== Activity ==
Continue the text about LAMB's Lower Elementary classrooms from where it stops.

== Selected text ==
#####
The Lower Elementary Communities
In our six Lower Elementary classrooms, we serve children in first, second, and third grades. Each class has approximately 25 children and two Montessori-trained teachers, one Spanish dominant and one English dominant. LAMB’s Lower Elementary classes are named the Inca, Yoruba, Zulu, Maori, Garífuna Livingston, and Garífuna Roatán . LAMB’s elementary communities were named for groups of indigenous people around the world. Trained special education inclusion teachers also support each classroom in order to ensure that we are meeting the individualized needs of all learners.
Students in the lower elementary communities explore their world through the Montessori curriculum, known as the Cosmic Curriculum, for children ages 6-12 years old. Montessori elementary teachers present interpretive stories, demonstrations, and charts – the Great Lessons – in order to spark student interest and passion for learning. The subjects are interwoven so students can see the connections among the fields of biology, botany, astronomy, math, language, geography, anthropology, music, social studies, art and other areas in the curriculum. Children study how all living things have an important role in the web of life and how all things on earth are connected. They practice stewardship of resources and the environment.
#####
== Records shown ==

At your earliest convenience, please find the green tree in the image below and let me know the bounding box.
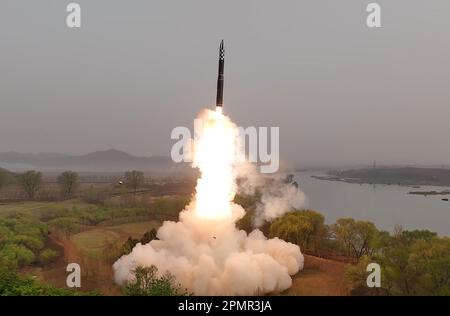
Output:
[57,171,79,197]
[331,218,379,260]
[19,170,42,199]
[380,230,450,295]
[269,210,326,252]
[0,244,35,269]
[125,170,145,194]
[124,265,186,296]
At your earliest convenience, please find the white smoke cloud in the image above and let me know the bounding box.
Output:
[236,163,307,227]
[113,111,304,295]
[113,204,303,295]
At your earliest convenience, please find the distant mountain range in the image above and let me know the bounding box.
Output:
[0,149,185,172]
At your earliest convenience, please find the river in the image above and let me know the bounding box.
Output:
[294,172,450,236]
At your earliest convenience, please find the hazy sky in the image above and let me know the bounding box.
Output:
[0,0,450,166]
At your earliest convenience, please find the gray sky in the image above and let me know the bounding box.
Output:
[0,0,450,166]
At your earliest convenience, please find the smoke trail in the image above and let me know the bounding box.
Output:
[113,110,303,295]
[236,163,307,227]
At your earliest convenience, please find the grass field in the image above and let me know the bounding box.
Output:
[71,221,161,259]
[0,199,92,216]
[283,255,350,296]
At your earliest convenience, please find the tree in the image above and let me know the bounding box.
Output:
[125,170,144,194]
[332,218,379,260]
[19,170,42,199]
[381,230,450,295]
[124,265,187,296]
[0,169,8,190]
[269,210,326,252]
[57,171,79,197]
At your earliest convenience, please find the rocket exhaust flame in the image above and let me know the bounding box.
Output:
[113,41,303,295]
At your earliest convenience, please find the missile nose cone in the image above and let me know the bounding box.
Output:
[219,40,225,60]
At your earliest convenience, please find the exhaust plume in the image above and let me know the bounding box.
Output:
[113,107,303,295]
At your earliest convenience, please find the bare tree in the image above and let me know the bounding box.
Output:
[19,170,42,199]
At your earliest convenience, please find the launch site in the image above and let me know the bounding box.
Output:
[0,0,450,314]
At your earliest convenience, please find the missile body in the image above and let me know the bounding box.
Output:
[216,40,225,107]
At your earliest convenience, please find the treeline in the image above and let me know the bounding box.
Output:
[0,169,156,200]
[258,210,450,295]
[0,214,59,270]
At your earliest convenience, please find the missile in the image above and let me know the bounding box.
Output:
[216,40,225,108]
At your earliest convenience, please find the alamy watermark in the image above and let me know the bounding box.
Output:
[170,119,280,173]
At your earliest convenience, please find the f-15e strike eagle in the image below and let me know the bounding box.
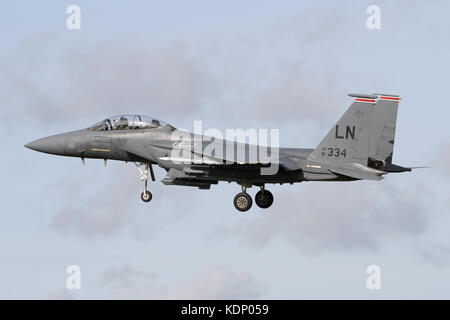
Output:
[25,94,411,212]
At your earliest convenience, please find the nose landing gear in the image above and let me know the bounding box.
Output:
[134,162,155,202]
[234,187,253,212]
[255,187,273,209]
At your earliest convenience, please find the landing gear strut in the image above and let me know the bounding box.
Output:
[134,162,155,202]
[234,187,253,212]
[255,186,273,209]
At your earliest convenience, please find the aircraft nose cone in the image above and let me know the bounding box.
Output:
[25,135,64,155]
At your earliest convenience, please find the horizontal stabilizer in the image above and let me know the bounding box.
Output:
[328,163,386,180]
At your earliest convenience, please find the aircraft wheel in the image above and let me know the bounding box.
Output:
[141,191,153,202]
[234,192,253,212]
[255,190,273,209]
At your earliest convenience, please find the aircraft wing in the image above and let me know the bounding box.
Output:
[326,163,387,180]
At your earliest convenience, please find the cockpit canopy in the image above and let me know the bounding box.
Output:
[88,115,171,131]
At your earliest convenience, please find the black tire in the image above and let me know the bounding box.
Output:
[233,192,253,212]
[141,191,153,202]
[255,190,273,209]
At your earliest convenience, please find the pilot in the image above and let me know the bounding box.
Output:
[119,116,128,129]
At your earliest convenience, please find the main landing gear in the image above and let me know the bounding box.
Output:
[134,162,155,202]
[234,186,273,212]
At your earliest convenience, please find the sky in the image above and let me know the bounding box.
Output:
[0,0,450,299]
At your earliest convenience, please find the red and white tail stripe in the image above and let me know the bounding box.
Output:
[380,96,400,101]
[355,98,376,103]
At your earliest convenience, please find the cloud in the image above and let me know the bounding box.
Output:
[48,289,75,300]
[417,242,450,267]
[215,182,431,254]
[107,266,265,300]
[50,168,142,237]
[246,63,345,124]
[0,34,210,124]
[100,264,156,287]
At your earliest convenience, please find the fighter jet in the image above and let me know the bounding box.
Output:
[25,94,411,212]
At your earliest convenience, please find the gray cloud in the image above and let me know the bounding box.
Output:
[50,168,142,237]
[48,289,75,300]
[107,266,265,299]
[417,242,450,267]
[100,264,156,288]
[215,182,430,254]
[0,34,210,124]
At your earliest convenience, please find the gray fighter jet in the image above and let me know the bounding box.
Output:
[25,94,411,212]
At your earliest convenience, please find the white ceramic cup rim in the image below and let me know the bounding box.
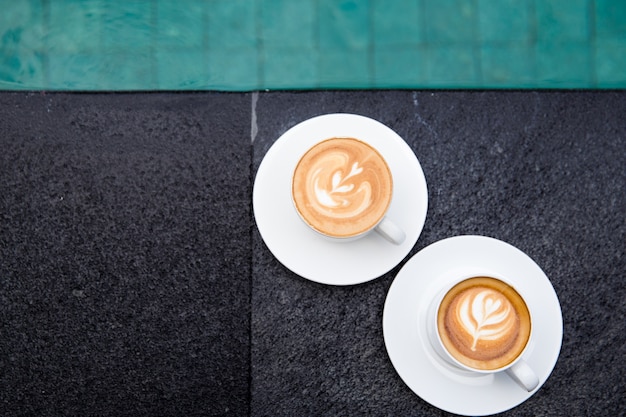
#####
== Response area ==
LAMB elementary students have the opportunity to work independently or in groups, and they have the option of choosing their own work within guidelines established by the Montessori teachers. This freedom builds students’ sense of independence at the same time that it promotes accountability and responsibility. Each student has an individual work plan which is used to track progress through the curriculum. Teachers make daily observations to take notes, provide students with feedback and guidance, and determine future lessons based on student interest.
The Lower Elementary classrooms are dual language immersion, with the children and teachers learning and communicating in both English and Spanish. In general, the Spanish immersion work cycle takes place in the morning and the English immersion work cycle takes place in the afternoon. Students learn to speak, read, and write in both English and Spanish; they use cursive handwriting for Spanish and print for English. Students participate in weekly art, music, and physical education classes.